Your task: Write out the material exactly, without any of its pictures.

(Location labeling records)
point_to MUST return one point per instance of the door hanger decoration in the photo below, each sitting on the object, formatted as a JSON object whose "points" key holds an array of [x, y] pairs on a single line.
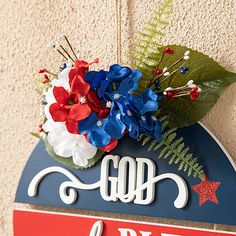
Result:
{"points": [[128, 139]]}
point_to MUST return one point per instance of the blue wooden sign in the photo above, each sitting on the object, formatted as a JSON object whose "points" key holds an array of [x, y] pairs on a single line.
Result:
{"points": [[46, 182]]}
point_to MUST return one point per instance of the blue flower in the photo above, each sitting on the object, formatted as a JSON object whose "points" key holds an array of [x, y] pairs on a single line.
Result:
{"points": [[101, 132], [126, 86], [145, 102], [117, 76], [95, 78]]}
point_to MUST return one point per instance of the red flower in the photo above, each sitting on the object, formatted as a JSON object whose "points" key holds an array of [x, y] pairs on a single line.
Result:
{"points": [[80, 68], [76, 105], [168, 51], [194, 94], [113, 143]]}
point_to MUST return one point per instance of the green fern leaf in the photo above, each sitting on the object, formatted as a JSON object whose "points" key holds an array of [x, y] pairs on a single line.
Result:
{"points": [[144, 53], [173, 148]]}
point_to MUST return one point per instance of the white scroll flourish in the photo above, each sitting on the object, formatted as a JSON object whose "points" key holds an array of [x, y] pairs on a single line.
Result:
{"points": [[68, 197], [128, 186]]}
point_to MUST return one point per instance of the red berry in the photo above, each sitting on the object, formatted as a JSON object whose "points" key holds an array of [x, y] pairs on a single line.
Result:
{"points": [[170, 94], [157, 72], [168, 51], [46, 79], [194, 94], [40, 127], [41, 71]]}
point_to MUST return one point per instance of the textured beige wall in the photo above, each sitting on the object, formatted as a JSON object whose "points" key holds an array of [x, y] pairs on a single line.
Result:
{"points": [[27, 25]]}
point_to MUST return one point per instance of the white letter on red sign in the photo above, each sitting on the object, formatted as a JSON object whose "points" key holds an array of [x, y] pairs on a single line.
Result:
{"points": [[127, 232]]}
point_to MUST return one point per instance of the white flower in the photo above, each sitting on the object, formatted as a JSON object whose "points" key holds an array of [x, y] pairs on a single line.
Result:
{"points": [[67, 145], [62, 81], [63, 76]]}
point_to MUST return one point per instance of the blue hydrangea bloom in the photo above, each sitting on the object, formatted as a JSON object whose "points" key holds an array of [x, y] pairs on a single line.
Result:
{"points": [[145, 102], [101, 132], [129, 112]]}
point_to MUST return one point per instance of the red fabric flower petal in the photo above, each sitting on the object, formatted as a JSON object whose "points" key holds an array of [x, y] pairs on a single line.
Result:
{"points": [[58, 113], [81, 64], [113, 143], [79, 111], [79, 86], [61, 95], [72, 126]]}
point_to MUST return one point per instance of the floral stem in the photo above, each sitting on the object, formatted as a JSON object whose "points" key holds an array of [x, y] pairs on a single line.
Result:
{"points": [[66, 53], [61, 54], [175, 63], [168, 76], [68, 42]]}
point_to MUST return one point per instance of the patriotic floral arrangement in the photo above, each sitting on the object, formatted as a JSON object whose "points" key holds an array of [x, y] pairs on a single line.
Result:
{"points": [[87, 112]]}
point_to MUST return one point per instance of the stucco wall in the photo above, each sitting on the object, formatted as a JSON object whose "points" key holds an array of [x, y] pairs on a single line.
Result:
{"points": [[27, 25]]}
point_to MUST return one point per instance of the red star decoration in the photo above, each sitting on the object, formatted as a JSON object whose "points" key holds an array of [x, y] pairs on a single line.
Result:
{"points": [[207, 191]]}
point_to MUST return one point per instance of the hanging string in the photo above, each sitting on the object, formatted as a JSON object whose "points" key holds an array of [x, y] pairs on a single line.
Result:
{"points": [[118, 31]]}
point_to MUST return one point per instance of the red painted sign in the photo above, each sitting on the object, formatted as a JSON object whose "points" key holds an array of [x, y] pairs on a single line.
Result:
{"points": [[37, 223]]}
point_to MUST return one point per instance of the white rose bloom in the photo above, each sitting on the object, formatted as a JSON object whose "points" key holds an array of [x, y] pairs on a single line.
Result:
{"points": [[62, 81], [64, 143], [67, 145]]}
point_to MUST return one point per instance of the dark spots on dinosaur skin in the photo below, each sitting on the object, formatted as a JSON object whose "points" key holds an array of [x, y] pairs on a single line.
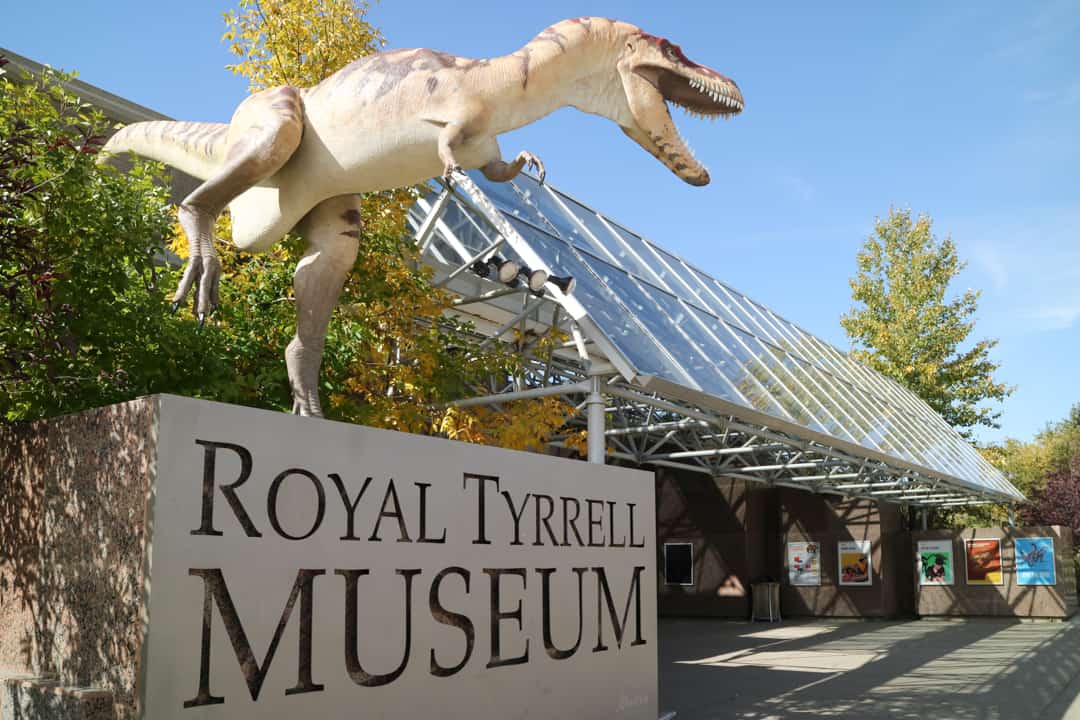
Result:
{"points": [[551, 35], [586, 23], [524, 55], [390, 68]]}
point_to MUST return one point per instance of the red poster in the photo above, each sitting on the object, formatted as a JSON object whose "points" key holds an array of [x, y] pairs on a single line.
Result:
{"points": [[984, 561]]}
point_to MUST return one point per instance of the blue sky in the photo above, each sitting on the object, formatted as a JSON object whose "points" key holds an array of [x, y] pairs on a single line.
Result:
{"points": [[966, 112]]}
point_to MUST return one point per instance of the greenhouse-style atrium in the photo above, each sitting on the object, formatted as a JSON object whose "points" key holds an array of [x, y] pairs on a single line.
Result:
{"points": [[673, 368]]}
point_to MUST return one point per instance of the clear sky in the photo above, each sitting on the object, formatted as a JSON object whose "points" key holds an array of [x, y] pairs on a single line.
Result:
{"points": [[968, 112]]}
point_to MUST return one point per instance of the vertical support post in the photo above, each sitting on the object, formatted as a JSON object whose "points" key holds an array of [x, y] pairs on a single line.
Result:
{"points": [[427, 230], [594, 410]]}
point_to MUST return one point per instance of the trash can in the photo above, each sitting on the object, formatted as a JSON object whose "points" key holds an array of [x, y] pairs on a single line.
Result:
{"points": [[765, 601]]}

Exercise output:
point_to MUST return one point per instance of the door hanger decoration in the photo below, each sitting on the object, formatted as a JSON object whose "points" key holds an array of [x, y] pairs on a single line.
Result:
{"points": [[128, 139]]}
point_to MUST return one point per instance of the blue wooden sign in the photo above, each sitting on the object, formatted as a JSON object whose "points" key holds an array of [x, y] pairs on a single line.
Result:
{"points": [[46, 182]]}
point_to MUST return one point per instance of the blue flower in the photo above, each sitting on the object, formatted as a JSON object whose "points" key holds an array of [x, y] pairs on a single line.
Result:
{"points": [[101, 132], [126, 86], [145, 102], [117, 76], [95, 78]]}
point_to MUST return one point per instance of the red flower in the photo above, each sitting on the object, formatted as a JSON object whose "points" key holds an array of [x, y] pairs on a single line.
Result:
{"points": [[80, 68], [76, 105], [168, 51], [194, 94], [113, 143]]}
point_to MUST return one point per instance of the green fern leaf in the photo above, each sitting on the object, formatted as a JSON object whose "points" key holds an array of [x, y] pairs on a single line.
Result:
{"points": [[144, 53], [173, 148]]}
point_to MUST return one point per instance of the white scroll flourish in the photo above, each sitting on the object, formatted as a JSON object whose "points" key holds an array of [x, y] pairs on a single line.
Result:
{"points": [[68, 197], [128, 186]]}
point_to MUST return one point per instance of the red berry in the photo above, each sitting on the object, formatted as a JSON object whose "points" key holds an array of [x, y] pairs on a single line.
Result:
{"points": [[170, 94], [157, 72], [168, 51], [46, 79], [194, 94], [40, 127], [41, 71]]}
point_to MUST return one point per instance of the textured beige wall in the photo above, each sitting on the object, formatted as a JSON object whose "points" key holds an array of [x, y] pairs on a single line.
Result:
{"points": [[27, 25]]}
point_to MUST return one point per instance of the white letter on red sign in the photo above, each sitting on the object, formatted as a JSON object whose "points" key holds an array of [x, y] pairs on a single line.
Result:
{"points": [[127, 232]]}
point_to MUST return one point per instance of the white flower in the photo above, each sitting on the object, formatted as a JSON object whose "points" key holds an array of [x, y] pairs on a single line.
Result:
{"points": [[67, 145], [62, 81], [63, 76]]}
point_to MUST return one point per instance of the blue hydrangea bloom in the photo above, each sitting on the object, formatted as a JSON object whose "points" key holds an array of [x, y] pairs on a single line.
Result:
{"points": [[145, 102], [101, 132], [129, 112]]}
point_to MUST return one point per instance of the red fabric flower petal in the photo above, each sitting on the object, formatted as a JSON object whose "points" key holds an array of [x, y] pairs on a single line.
Result:
{"points": [[58, 113], [81, 64], [113, 143], [79, 111], [79, 86], [61, 95], [72, 126]]}
point_to MUST return one point per instance of the floral stem in the photo above, each sitting on the object, formatted as a JSON object whose "points" key holds an array of [x, y] pairs on a single line.
Result:
{"points": [[66, 53], [61, 54], [175, 63], [168, 76], [68, 42]]}
point_to MUST return one point per instance of the patriotic floral arrangement in the photo above, each sitting on the object, formatted as a JSON object whose "points" key holds an array of [x, y] pairs on a single line.
Result:
{"points": [[87, 112]]}
point_to MUST return one point per instance of the stucco wall in the photo above, each sitting on the object, formatted as a JSON object whose "points" key holds an array of [x, y] pairs on a single line.
Result:
{"points": [[27, 25]]}
point_to MUST return one point per instance of the red star decoration in the photo above, each sitting on the object, formatted as a JSON object whose "points" key holds an array of [x, y] pairs on a single line.
Result:
{"points": [[207, 191]]}
point_to MUST return one point per instance of the hanging string in the photo above, each sitting on the object, formatted as a JSON object whose "points" key holds an array of [x, y] pairs on a single line.
Result:
{"points": [[118, 31]]}
point_to MUST return one point per instance of the red painted sign in the photo above, each sitting on the object, formatted as a JSON object whose "points" key holds an array of [x, y] pairs on a single line.
Result:
{"points": [[37, 223]]}
point_to MUST return one point per instance of the white rose bloom in the photo above, each sitting on the object, formatted as a JSON object whose "points" key holds an array of [x, y] pairs on a single line.
Result:
{"points": [[62, 81], [64, 143], [67, 145]]}
point_to MUST return one point per instance of the dark spots on dinosaur skin in the photo below, each sitting on the object, formatted as a JSON object whose "points" key holds an array of [x, y] pairs on a single line.
Result:
{"points": [[551, 35], [586, 23], [524, 55], [390, 68]]}
point_to MUST return one point per instance of the red poster in the photo above, each sitting on the object, formatted as a JSON object whose "points" key holds an array of [x, y] pairs on a single line.
Result:
{"points": [[984, 561]]}
point_to MUST return one point per instance of the blue sky in the photo above, each sitting on the object, formatted as a JSON object whose "points" key holds an array of [x, y] pairs on a single line.
Result:
{"points": [[966, 112]]}
point_to MUST return one point per instance of the greenhouse-style atrium in the photo above, each sitting on the object, formatted as a JSON object whose "points" key holds an array of [x, y] pairs on a single line.
Result:
{"points": [[673, 368]]}
point_to MUST return one point per instance of the clear sky in the photo above, each sitting on the object, formatted as a JSON object whose "points" key holds an array of [x, y] pairs on a single line.
Result:
{"points": [[968, 112]]}
point_to MUST return one point per instance of the vertical support post in the photo above, each sitting on the object, formatted as a JSON object whose "points" key holds an array of [x, y] pairs on a single line.
Result:
{"points": [[427, 230], [594, 410]]}
point_to MUST return one point per instance of the trash can in the photo above, each sitting on the object, formatted as a JSON object whose "points" key holds an array of [x, y] pairs on a single line.
Result:
{"points": [[765, 601]]}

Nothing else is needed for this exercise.